Reproduce the items from the start through the line containing "60], [175, 60]]", requests included, without the pictures. Multiply every coordinate in the answers by 2.2, rounding to whole numbers with halves going up, and leave the numbers in the requests and their format samples unchanged.

- - - - -

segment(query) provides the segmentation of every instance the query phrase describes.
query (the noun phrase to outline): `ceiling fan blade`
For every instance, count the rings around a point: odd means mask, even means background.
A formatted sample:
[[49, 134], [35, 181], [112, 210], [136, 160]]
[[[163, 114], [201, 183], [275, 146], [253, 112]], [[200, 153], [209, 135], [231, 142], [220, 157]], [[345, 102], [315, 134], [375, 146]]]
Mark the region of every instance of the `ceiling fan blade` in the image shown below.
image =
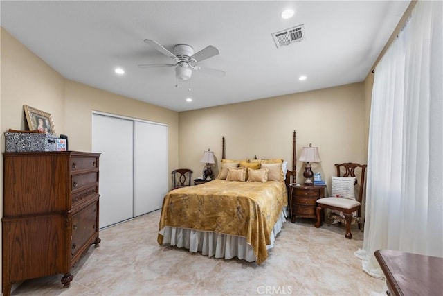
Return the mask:
[[195, 63], [197, 63], [209, 58], [213, 57], [214, 55], [217, 55], [219, 53], [220, 53], [220, 52], [217, 49], [217, 48], [210, 45], [205, 47], [200, 51], [194, 53], [191, 58], [195, 60]]
[[176, 62], [179, 61], [179, 58], [174, 53], [171, 53], [170, 51], [165, 49], [163, 46], [158, 44], [156, 42], [150, 39], [145, 39], [143, 41], [145, 42], [145, 43], [154, 47], [157, 51], [160, 51], [161, 53], [166, 55], [167, 57], [174, 59], [174, 60], [175, 60]]
[[224, 77], [226, 75], [226, 73], [224, 71], [217, 70], [217, 69], [213, 69], [213, 68], [196, 67], [195, 71], [197, 71], [199, 72], [203, 72], [206, 74], [212, 75], [213, 76], [215, 76], [215, 77]]
[[154, 68], [156, 67], [174, 67], [177, 64], [138, 64], [138, 68]]

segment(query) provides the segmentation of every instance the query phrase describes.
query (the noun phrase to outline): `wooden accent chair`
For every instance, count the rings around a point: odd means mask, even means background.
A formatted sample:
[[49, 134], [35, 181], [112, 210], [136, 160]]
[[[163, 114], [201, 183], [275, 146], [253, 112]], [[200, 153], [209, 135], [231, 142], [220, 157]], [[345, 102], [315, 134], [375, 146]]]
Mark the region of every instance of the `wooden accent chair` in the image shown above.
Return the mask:
[[172, 190], [191, 186], [192, 171], [189, 168], [177, 168], [172, 171]]
[[[347, 162], [344, 164], [335, 164], [335, 166], [337, 170], [337, 177], [355, 177], [355, 182], [354, 185], [359, 184], [357, 182], [357, 177], [355, 174], [355, 171], [357, 168], [360, 169], [360, 182], [359, 193], [356, 196], [356, 200], [331, 197], [331, 198], [323, 198], [317, 200], [317, 208], [316, 214], [317, 216], [317, 222], [314, 225], [316, 228], [318, 228], [322, 225], [322, 220], [323, 218], [324, 209], [330, 209], [333, 210], [339, 211], [343, 212], [344, 218], [336, 214], [331, 213], [328, 215], [328, 219], [336, 220], [339, 223], [344, 223], [346, 224], [346, 233], [345, 237], [346, 238], [352, 238], [352, 234], [351, 233], [351, 225], [358, 224], [359, 229], [362, 229], [363, 224], [363, 219], [361, 217], [361, 200], [363, 199], [363, 192], [365, 185], [365, 173], [366, 171], [366, 164], [359, 164], [352, 162]], [[344, 168], [344, 172], [341, 171]], [[353, 213], [357, 211], [356, 217], [353, 216]], [[329, 223], [330, 225], [330, 223]]]

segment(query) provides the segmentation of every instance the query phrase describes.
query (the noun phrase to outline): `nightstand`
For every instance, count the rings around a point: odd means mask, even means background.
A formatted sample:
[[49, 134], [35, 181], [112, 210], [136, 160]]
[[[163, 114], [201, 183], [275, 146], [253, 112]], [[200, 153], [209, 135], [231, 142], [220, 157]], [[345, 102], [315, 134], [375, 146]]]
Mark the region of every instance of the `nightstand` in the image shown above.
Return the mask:
[[325, 186], [290, 185], [289, 212], [291, 222], [296, 223], [296, 217], [316, 219], [317, 200], [325, 197]]
[[194, 179], [194, 185], [199, 185], [201, 184], [206, 183], [207, 182], [210, 182], [212, 180], [213, 180], [212, 179], [206, 179], [206, 180], [203, 180], [201, 178]]

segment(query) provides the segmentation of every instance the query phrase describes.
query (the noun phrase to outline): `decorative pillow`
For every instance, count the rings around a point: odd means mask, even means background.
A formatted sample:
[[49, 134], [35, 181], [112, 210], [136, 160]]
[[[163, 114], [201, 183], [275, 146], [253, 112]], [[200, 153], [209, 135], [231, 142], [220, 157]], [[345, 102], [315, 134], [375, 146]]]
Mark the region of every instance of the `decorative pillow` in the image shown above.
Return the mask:
[[248, 162], [252, 163], [258, 162], [259, 164], [281, 164], [283, 162], [283, 159], [281, 158], [271, 158], [269, 159], [262, 159], [259, 158], [258, 159], [248, 159]]
[[[246, 168], [252, 168], [253, 170], [257, 170], [260, 168], [260, 164], [257, 162], [251, 163], [251, 162], [240, 162], [240, 164], [239, 164], [239, 166], [244, 166]], [[248, 180], [248, 170], [246, 170], [246, 180]]]
[[244, 182], [246, 178], [246, 168], [228, 168], [226, 181]]
[[268, 181], [282, 181], [283, 171], [282, 170], [282, 163], [280, 164], [263, 164], [262, 168], [268, 168]]
[[248, 182], [261, 182], [264, 183], [268, 180], [268, 168], [253, 170], [248, 168]]
[[225, 159], [224, 158], [223, 159], [222, 159], [222, 164], [228, 164], [230, 162], [247, 162], [246, 159], [242, 159], [242, 160], [237, 160], [237, 159]]
[[332, 177], [332, 196], [355, 200], [355, 177]]
[[259, 162], [241, 162], [239, 166], [244, 166], [246, 168], [252, 168], [253, 170], [257, 170], [260, 168], [260, 164]]
[[237, 168], [238, 166], [238, 162], [226, 162], [222, 165], [222, 171], [219, 173], [219, 175], [217, 176], [217, 179], [225, 180], [228, 175], [228, 168]]

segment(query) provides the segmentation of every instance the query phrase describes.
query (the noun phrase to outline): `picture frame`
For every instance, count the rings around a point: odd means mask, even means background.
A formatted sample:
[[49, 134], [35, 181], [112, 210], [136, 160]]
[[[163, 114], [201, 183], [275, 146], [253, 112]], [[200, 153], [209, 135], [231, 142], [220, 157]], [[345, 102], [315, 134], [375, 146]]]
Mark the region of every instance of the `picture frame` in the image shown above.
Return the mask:
[[29, 130], [38, 130], [40, 132], [55, 134], [55, 127], [53, 116], [44, 111], [24, 105], [23, 106]]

- - - - -

__Response for this exercise__
segment(query) provides the segmentation of every instance the query phrase describes.
query (the noun phrase to outline): `ceiling fan blade`
For every instance, count the rings around a point: odd means mask, even means background.
A formatted sample:
[[49, 134], [35, 181], [112, 210], [136, 160]]
[[[163, 114], [201, 183], [275, 146], [253, 112]], [[200, 153], [209, 135], [231, 142], [220, 157]], [[345, 102], [315, 134], [375, 146]]]
Mark the region of every instance of the `ceiling fan blade` in the image shown below.
image =
Return the mask:
[[429, 139], [433, 139], [460, 128], [469, 125], [471, 121], [477, 121], [482, 117], [484, 117], [484, 114], [477, 108], [477, 106], [462, 99], [451, 103], [440, 112], [427, 117], [420, 128], [429, 132]]
[[387, 136], [394, 134], [394, 128], [383, 117], [376, 117], [374, 112], [363, 108], [359, 101], [348, 97], [343, 92], [330, 86], [319, 86], [315, 90], [319, 92], [319, 95], [339, 103], [345, 112], [352, 112], [354, 117], [365, 121], [367, 125], [383, 130], [383, 132], [385, 132]]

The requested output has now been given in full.